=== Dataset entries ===

★ ★ ★ ★ ★ ★ ★

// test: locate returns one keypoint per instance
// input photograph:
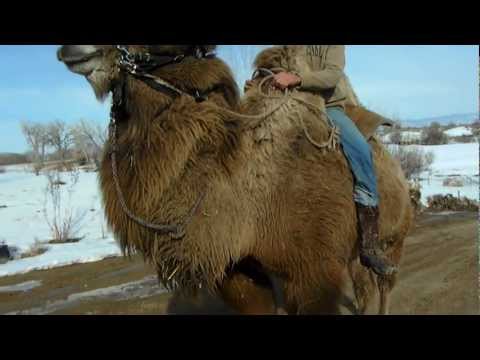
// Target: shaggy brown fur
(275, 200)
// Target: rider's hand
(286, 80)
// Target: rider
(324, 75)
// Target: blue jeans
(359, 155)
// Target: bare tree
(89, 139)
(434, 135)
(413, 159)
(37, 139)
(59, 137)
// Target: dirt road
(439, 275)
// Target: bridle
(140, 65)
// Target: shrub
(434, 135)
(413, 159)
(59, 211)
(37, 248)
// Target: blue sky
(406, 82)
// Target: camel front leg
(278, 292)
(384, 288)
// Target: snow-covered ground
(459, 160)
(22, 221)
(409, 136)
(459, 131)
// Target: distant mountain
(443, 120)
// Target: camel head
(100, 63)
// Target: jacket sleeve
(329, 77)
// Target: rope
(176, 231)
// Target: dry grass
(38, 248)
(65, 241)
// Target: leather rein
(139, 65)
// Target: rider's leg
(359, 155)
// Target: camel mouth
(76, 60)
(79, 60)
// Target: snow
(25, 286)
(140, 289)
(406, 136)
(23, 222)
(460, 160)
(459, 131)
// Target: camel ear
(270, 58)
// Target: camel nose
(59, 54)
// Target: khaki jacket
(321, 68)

★ ★ ★ ★ ★ ★ ★

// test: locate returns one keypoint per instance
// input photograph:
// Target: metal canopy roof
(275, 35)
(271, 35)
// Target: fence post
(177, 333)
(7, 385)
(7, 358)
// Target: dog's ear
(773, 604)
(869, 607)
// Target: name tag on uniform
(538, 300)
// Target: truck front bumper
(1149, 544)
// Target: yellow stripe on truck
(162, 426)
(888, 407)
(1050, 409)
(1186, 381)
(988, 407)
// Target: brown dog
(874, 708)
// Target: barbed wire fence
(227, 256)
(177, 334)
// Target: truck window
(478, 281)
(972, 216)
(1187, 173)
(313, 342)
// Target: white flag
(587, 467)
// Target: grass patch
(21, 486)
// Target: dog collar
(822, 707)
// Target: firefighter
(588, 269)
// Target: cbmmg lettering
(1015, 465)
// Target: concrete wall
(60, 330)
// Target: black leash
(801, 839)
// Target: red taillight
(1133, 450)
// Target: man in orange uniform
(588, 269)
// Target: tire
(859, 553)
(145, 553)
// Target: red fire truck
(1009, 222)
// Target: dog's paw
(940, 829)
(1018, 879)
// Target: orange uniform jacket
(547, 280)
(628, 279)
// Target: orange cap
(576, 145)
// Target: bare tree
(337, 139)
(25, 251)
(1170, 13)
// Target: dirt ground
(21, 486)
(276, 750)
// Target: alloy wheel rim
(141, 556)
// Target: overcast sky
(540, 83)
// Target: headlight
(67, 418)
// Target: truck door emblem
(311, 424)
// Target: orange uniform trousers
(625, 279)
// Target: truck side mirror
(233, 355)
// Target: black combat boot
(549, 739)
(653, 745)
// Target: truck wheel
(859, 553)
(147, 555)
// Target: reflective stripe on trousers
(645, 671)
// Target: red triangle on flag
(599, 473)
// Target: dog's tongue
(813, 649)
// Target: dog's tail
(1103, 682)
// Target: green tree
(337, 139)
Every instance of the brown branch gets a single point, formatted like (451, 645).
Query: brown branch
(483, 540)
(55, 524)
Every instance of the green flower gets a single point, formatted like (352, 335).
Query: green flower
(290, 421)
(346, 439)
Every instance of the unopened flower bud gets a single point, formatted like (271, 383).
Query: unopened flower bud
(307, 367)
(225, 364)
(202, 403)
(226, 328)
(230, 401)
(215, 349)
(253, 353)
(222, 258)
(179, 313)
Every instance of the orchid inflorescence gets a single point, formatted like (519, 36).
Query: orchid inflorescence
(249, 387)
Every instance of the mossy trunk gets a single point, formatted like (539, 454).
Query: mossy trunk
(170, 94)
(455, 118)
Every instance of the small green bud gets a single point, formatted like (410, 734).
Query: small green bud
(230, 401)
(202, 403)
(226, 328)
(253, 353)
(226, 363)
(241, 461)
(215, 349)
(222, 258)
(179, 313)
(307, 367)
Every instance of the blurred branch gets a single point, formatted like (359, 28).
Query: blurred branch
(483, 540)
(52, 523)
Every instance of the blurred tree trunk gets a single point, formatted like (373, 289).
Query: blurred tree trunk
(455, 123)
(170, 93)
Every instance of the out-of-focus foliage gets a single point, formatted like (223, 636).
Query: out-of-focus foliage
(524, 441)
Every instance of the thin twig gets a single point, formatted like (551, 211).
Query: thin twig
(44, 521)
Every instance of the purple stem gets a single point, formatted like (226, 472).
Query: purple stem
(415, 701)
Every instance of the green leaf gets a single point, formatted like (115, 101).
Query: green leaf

★ ★ ★ ★ ★ ★ ★

=== EXERCISE REQUIREMENTS ===
Give back exactly the lines above starting at the line where "Every instance of the mossy" appears and ending at the line where "Every instance of the blurred tree" appears, both included, with no other lines.

=== RESULT OF THE EXERCISE ===
Every instance of the mossy trunk gets a single point, formatted like (539, 454).
Query: mossy trunk
(170, 94)
(455, 118)
Every instance of the small green bud gets a single point, formatted like (410, 734).
Query: small green bud
(230, 401)
(202, 403)
(226, 328)
(253, 353)
(226, 363)
(241, 461)
(215, 349)
(222, 258)
(179, 313)
(307, 367)
Every instance of the blurred branch gets a single point, formatted like (359, 28).
Query: blurred branch
(483, 540)
(52, 523)
Every instance of the blurred tree trunk gets a single point, formatted like (373, 289).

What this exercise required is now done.